## Requirement
Reproduce the entries below character for character.

[Opening Working data section]

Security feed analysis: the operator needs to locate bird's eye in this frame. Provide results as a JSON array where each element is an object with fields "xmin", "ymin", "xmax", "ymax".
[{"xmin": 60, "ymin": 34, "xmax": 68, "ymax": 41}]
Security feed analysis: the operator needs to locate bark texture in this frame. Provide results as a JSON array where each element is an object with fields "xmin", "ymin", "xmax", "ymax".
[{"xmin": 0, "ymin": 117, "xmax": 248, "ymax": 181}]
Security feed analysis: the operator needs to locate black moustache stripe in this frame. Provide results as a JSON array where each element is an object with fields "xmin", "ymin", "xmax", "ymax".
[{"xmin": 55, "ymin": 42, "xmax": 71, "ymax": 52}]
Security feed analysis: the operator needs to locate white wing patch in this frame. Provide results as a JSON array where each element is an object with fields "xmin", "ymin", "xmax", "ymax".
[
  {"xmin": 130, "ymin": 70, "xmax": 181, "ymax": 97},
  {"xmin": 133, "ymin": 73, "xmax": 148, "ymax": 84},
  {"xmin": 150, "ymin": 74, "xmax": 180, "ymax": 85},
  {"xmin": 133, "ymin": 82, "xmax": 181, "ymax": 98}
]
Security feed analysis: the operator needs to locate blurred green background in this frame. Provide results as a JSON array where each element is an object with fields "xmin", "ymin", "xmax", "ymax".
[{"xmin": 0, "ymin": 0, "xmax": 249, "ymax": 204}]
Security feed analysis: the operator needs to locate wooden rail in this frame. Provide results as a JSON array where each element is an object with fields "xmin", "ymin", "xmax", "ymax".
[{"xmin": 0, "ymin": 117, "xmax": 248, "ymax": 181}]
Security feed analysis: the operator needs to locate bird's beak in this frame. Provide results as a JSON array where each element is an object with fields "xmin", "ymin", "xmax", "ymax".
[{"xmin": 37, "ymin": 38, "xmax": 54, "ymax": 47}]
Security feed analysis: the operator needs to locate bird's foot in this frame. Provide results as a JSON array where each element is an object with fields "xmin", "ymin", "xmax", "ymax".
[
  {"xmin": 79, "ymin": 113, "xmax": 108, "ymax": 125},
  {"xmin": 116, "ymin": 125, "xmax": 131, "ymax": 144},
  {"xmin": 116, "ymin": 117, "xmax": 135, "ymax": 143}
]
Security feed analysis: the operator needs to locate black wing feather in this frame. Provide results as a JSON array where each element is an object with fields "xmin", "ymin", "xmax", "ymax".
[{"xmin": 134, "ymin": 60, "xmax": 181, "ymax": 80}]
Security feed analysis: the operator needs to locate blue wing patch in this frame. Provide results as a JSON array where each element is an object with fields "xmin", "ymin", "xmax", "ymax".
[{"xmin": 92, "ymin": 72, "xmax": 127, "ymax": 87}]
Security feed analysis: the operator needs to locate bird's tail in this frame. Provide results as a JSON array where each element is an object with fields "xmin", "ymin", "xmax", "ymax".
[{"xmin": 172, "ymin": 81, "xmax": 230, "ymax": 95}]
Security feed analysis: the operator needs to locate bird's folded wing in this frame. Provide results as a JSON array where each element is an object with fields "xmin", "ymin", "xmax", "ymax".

[Closing Working data section]

## Solution
Security feed analysis: the operator needs to locate bird's eye in this frame. Provide results as a JSON array where each element is an object with fields "xmin", "ymin", "xmax", "ymax".
[{"xmin": 60, "ymin": 34, "xmax": 68, "ymax": 41}]
Security feed analysis: the operator needs to locate bark texture in this frame. Provide results as a JSON array where each element is an object with fields "xmin", "ymin", "xmax", "ymax".
[{"xmin": 0, "ymin": 117, "xmax": 248, "ymax": 181}]
Security feed analysis: the operator needs to locate black moustache stripe in this frame. Provide results as a JSON array where each element is an object with fields "xmin", "ymin", "xmax", "ymax".
[{"xmin": 55, "ymin": 42, "xmax": 71, "ymax": 52}]
Security feed analysis: the operator needs to locate white wing patch in this frame. Provide results as a JSON array where each element is an object with fields "xmin", "ymin", "xmax", "ymax".
[
  {"xmin": 130, "ymin": 70, "xmax": 181, "ymax": 97},
  {"xmin": 133, "ymin": 73, "xmax": 148, "ymax": 84},
  {"xmin": 150, "ymin": 74, "xmax": 180, "ymax": 85},
  {"xmin": 133, "ymin": 82, "xmax": 181, "ymax": 98}
]
Security feed analysis: the operator needs to locate blurred green background in this frame. Provide results as a JSON array where each element is an object with fields "xmin", "ymin", "xmax", "ymax".
[{"xmin": 0, "ymin": 0, "xmax": 249, "ymax": 204}]
Security feed analysis: the operator needs to locate wooden rail in this frame. Provide results as a JSON array where each element is an object with fields "xmin", "ymin", "xmax", "ymax".
[{"xmin": 0, "ymin": 117, "xmax": 248, "ymax": 181}]
Security feed analysis: the operator needs to locate bird's beak in this frame. Provide results as a JSON array where each element is an object with fields "xmin", "ymin", "xmax", "ymax".
[{"xmin": 37, "ymin": 38, "xmax": 54, "ymax": 47}]
Security feed analysis: the operator needs to locate bird's foot in this frame. Provide results as a JSON array where each element is an object with fields "xmin", "ymin", "xmax", "ymax".
[
  {"xmin": 79, "ymin": 113, "xmax": 108, "ymax": 125},
  {"xmin": 116, "ymin": 125, "xmax": 131, "ymax": 144},
  {"xmin": 116, "ymin": 117, "xmax": 135, "ymax": 143}
]
Security feed analysis: the operator needs to locate black wing feather in this frame. Provide results as a JSON array where each element is an object with fields "xmin", "ymin", "xmax", "ymax".
[{"xmin": 134, "ymin": 60, "xmax": 181, "ymax": 80}]
Security feed analysis: the operator needs to locate blue wing patch in this frame. Provide results as a JSON array where each element is an object with fields "xmin", "ymin", "xmax", "ymax".
[{"xmin": 92, "ymin": 72, "xmax": 127, "ymax": 87}]
Security feed analysis: the operator needs to locate bird's tail in this frame. Provide results as a JSON array where each element is an object with fields "xmin", "ymin", "xmax", "ymax".
[{"xmin": 172, "ymin": 81, "xmax": 230, "ymax": 95}]
Security feed analysis: the operator needs to locate bird's folded wing in this frame. Provide results as a JSON array where each element is an object with fields "xmin", "ymin", "xmax", "ymax".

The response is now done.